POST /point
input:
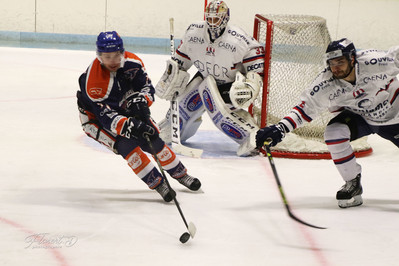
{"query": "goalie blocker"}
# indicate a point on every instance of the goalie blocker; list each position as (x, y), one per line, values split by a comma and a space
(203, 95)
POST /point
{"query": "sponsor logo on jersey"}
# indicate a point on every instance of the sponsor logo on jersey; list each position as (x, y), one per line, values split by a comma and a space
(255, 66)
(336, 93)
(215, 70)
(208, 101)
(231, 131)
(196, 40)
(375, 78)
(210, 51)
(359, 93)
(194, 102)
(380, 61)
(228, 46)
(378, 112)
(135, 161)
(238, 36)
(164, 155)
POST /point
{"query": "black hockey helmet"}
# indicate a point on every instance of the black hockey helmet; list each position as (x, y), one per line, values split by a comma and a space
(342, 47)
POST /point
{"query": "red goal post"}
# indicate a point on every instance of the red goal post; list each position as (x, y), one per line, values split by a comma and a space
(294, 55)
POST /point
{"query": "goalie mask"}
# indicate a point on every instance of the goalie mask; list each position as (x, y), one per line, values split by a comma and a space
(343, 47)
(217, 15)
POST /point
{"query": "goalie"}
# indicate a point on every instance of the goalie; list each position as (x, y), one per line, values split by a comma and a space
(228, 62)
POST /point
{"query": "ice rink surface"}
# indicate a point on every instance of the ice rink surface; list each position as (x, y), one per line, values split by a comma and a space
(65, 200)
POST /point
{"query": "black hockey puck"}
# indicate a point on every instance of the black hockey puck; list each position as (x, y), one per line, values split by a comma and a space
(184, 237)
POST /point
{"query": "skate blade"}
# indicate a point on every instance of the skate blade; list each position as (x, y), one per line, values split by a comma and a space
(353, 202)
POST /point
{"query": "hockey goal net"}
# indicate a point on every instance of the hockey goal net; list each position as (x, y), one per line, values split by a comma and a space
(294, 55)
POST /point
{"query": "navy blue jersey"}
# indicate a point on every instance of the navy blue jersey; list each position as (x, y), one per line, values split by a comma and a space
(103, 92)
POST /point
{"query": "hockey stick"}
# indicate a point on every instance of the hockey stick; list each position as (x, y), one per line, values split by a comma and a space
(190, 226)
(174, 113)
(280, 187)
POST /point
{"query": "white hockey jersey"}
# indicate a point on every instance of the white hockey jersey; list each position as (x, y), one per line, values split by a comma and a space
(374, 96)
(234, 50)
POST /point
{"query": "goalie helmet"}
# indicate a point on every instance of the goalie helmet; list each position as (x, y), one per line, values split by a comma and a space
(108, 42)
(217, 15)
(343, 47)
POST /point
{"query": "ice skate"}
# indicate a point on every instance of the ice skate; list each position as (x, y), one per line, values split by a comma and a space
(164, 191)
(350, 193)
(190, 182)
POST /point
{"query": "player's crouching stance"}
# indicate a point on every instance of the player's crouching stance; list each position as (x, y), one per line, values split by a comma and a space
(114, 99)
(363, 90)
(228, 61)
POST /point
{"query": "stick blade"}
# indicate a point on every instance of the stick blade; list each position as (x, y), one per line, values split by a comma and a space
(192, 229)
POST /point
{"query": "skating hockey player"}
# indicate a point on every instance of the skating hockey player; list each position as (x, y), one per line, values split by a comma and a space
(362, 89)
(228, 63)
(114, 98)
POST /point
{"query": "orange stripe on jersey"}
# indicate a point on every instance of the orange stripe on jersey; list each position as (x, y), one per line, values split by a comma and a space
(99, 82)
(137, 160)
(166, 156)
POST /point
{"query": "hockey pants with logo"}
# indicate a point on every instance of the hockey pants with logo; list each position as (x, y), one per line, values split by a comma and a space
(347, 127)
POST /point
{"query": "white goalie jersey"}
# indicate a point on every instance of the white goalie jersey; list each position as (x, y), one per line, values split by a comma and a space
(233, 51)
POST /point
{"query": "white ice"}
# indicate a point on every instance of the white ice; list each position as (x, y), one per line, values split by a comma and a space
(86, 206)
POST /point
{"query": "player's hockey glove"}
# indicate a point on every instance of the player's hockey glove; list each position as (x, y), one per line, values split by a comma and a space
(134, 128)
(274, 133)
(136, 106)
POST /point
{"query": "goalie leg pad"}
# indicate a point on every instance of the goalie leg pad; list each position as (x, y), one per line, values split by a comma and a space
(244, 90)
(190, 112)
(237, 124)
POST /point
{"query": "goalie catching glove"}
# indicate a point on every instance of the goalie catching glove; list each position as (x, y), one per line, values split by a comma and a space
(173, 80)
(134, 128)
(273, 134)
(136, 105)
(244, 90)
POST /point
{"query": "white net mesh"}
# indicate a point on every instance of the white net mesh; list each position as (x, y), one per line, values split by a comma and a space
(297, 56)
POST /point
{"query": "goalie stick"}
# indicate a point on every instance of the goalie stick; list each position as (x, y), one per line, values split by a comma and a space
(190, 226)
(280, 188)
(174, 114)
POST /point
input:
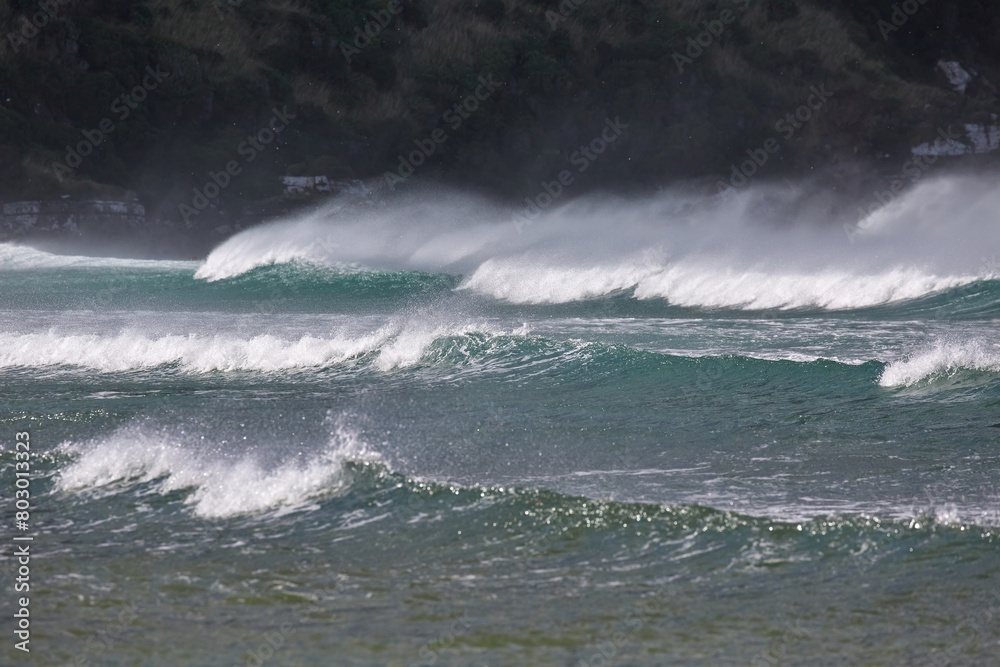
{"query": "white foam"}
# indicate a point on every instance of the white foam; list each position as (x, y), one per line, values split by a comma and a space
(193, 353)
(398, 346)
(702, 284)
(941, 360)
(221, 485)
(759, 248)
(22, 258)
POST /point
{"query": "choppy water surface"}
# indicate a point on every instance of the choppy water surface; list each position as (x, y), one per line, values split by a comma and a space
(647, 433)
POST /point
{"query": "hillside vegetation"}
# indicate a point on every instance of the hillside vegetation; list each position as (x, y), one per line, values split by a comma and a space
(698, 84)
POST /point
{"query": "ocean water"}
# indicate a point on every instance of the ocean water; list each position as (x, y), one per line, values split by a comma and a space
(669, 431)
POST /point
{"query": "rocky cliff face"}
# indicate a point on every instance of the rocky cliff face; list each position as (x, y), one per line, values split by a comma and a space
(180, 102)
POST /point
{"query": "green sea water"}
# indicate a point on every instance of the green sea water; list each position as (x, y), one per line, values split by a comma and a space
(529, 460)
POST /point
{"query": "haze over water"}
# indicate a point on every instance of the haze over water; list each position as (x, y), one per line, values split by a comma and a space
(668, 430)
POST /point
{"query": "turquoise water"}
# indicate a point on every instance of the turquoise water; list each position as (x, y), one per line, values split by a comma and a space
(476, 453)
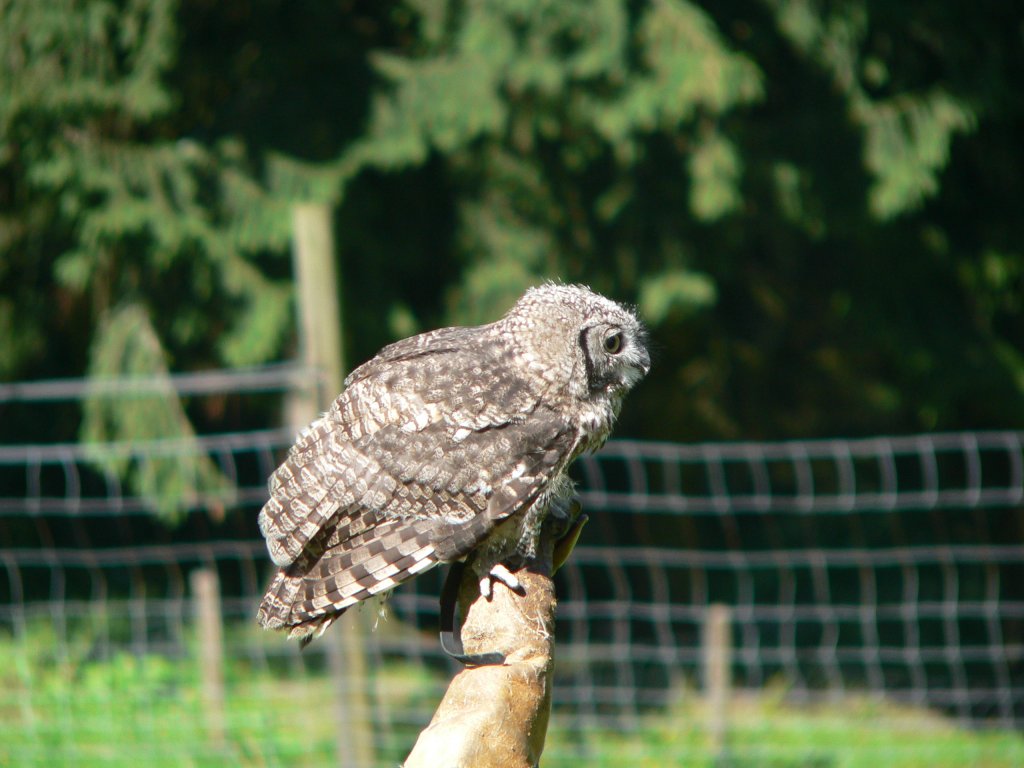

## Try it:
In your copy, restate the data above word for word but leave out any picture.

## Exercise result:
POST /point
input:
{"query": "goalie blocker"}
# indicate a point on every instance of the goalie blocker; list each position as (x, y), one per line, values split by a comma and a space
(203, 95)
POST /point
{"query": "sponsor logo on jersey"}
# indicate a point on every instance of the sponsor logo on jersey; list each position as (x, y), one per line, values split by a comma and a space
(255, 66)
(336, 93)
(215, 70)
(208, 101)
(231, 131)
(196, 40)
(375, 78)
(210, 51)
(359, 93)
(194, 102)
(380, 61)
(228, 46)
(378, 112)
(135, 161)
(238, 36)
(164, 155)
POST /point
{"query": "black hockey helmet"}
# indicate a point on every instance of the black hockey helmet; list each position as (x, y), one per line, values split by a comma and a space
(342, 47)
POST /point
{"query": "red goal post"}
# indicate a point on every instance of the red goal post; list each position as (x, y), one per line, values split by a comma and a space
(294, 55)
POST /point
{"query": "goalie mask"}
# indicate a point on every instance of the goalie mask; list each position as (x, y), one per line, values split by a comma and a space
(343, 47)
(217, 15)
POST /point
{"query": "goalie"}
# indicate a point on every instance of the goalie; list each position as (x, y), one per line, values split by a comma and a space
(228, 62)
POST /point
{"query": "ice rink surface"}
# indicate a point on every instance of the ice rink surface; list each position as (x, y), one per line, values split by a comma and a space
(65, 200)
POST /point
{"query": "black hockey puck"}
# indicate a point on every instance of the black hockey puck; list each position as (x, y), one per line, values split by a comma and a space
(184, 237)
POST /point
{"query": "skate blade"}
# indicate a point on every instance of the skate blade; list each position as (x, y), one per line, values split by a comma and a space
(353, 202)
POST /point
{"query": "hockey goal net"}
# indicate a point on every instance of the hockey goal net; list each position as (x, y), one per line, values split by a comma and a space
(294, 55)
POST /point
{"query": "navy blue jersey"}
# indicate a point on every instance of the navy blue jersey; list each position as (x, y), one per line, values split by a comma and a space
(103, 92)
POST /point
{"query": "hockey stick"}
# indicate a point on every instance of the hockey stick; list each position as (x, y), one per line, values split by a comma and a space
(190, 226)
(174, 113)
(280, 187)
POST /point
{"query": "white hockey jersey"}
# indicate a point on every instance of the white hockey jersey; list each position as (x, y), one per line, values split by a comma and a space
(374, 96)
(234, 50)
POST /point
{"query": "goalie helmet"}
# indicate a point on every instance of the goalie helmet; list each position as (x, y), one per line, values split by a comma and a space
(108, 42)
(217, 15)
(343, 47)
POST /point
{"query": "ice skate"}
# indicate a point on every instance of the ice skate; list each position as (x, y), one per line, values split by a comma and a space
(164, 191)
(350, 193)
(190, 182)
POST /point
{"query": "player's crouching stance"}
# indicate a point on every instance of the player's crouching stance; list each position as (x, y), one per line, values split by a comma and a space
(114, 99)
(363, 90)
(228, 61)
POST /point
{"query": "stick blade"}
# indicate a point on every instance of the stick blade; list each position as (x, y), one per line, values split by a comma and a space
(192, 229)
POST /point
{"query": "skating hockey player"}
# indicate a point on every instance of the skating hockey player; list each position as (x, y), one per line, values split by a comma and a space
(362, 89)
(228, 63)
(114, 98)
POST /point
{"query": "orange stripe on jersey"}
# indicate a point on every instance of the orange stripe on jersey; list each position as (x, y), one per line, values split by a comma and a space
(99, 82)
(137, 160)
(166, 156)
POST /point
{"query": "hockey pants with logo"}
# indicate a point on every instance of the hockey pants with logo; list each position as (x, y), one per line, values split by a comma and a space
(347, 127)
POST /point
{"query": "white goalie jersey"}
# indicate a point on every instance of the white goalie jersey; list each position as (x, y), one per line, values split by a comma and a space
(233, 51)
POST /point
{"query": "white ice"}
# indicate a point on every instance of the white ice; list each position as (x, y), one per line, values split by a comma and a space
(86, 206)
POST /point
{"query": "player's hockey glove"}
# indicate a point on every instance of the player's hockey glove; list each position as (x, y), one per line, values split by a comma and a space
(134, 128)
(274, 133)
(136, 106)
POST /point
{"query": "goalie leg pad"}
# indicate a point on every instance of the goalie leg pad; list each position as (x, y), one per line, values split by a comma and a space
(244, 90)
(190, 112)
(237, 124)
POST /point
{"query": "goalie catching glove"}
# indicate a point on every instance of the goalie catching glove; list each position as (x, y), one per line, values split by a comma and a space
(173, 80)
(134, 128)
(273, 134)
(136, 105)
(244, 90)
POST /point
{"query": "white net mesh"}
# indicate a point on every instance of the white net mesh; list each position as (x, y), one per line, values split by a comma and a space
(297, 56)
POST /point
{"query": "goalie stick"}
# indicate a point on every instance of the goalie stick; list each position as (x, y), one per line, values split by a comma and a space
(190, 226)
(280, 188)
(174, 114)
POST /point
input:
{"query": "white foam"}
# indicate a point on every instance of the white foam; list each position as (x, y), one per line, values split by a comma and a space
(193, 353)
(398, 346)
(702, 284)
(941, 360)
(221, 485)
(759, 248)
(22, 258)
POST /point
{"query": "choppy water surface"}
# indicate a point on every instance of the choppy water surface; list each position as (x, y), one per line, values split by a comma and a space
(647, 433)
POST /point
{"query": "hillside vegetation"}
# indicate a point on every instance of the hillside vegetation; list each position as (x, y), one per line, values split by a comma and a space
(698, 84)
POST /point
{"query": "ocean water"}
# indicate a point on every instance of the ocean water; list each position as (x, y), one per line, values split by a comma and a space
(669, 431)
POST /point
{"query": "rocky cliff face"}
# indicate a point on every instance of the rocky cliff face; list each position as (x, y), one per line, values split by a comma and a space
(180, 102)
POST /point
{"query": "green sea water"}
# indicate a point on every instance of the green sea water; list each position as (x, y), one per line, values split by a comma and a space
(529, 460)
POST /point
{"query": "haze over water"}
# indicate a point on every instance of the haze over water; list each position as (x, y), one per line, values split by a comma and a space
(668, 430)
POST /point
{"query": "turquoise water"}
# indicate a point on every instance of the turquoise water; list each position as (x, y), one per line, values split by a comma and a space
(476, 453)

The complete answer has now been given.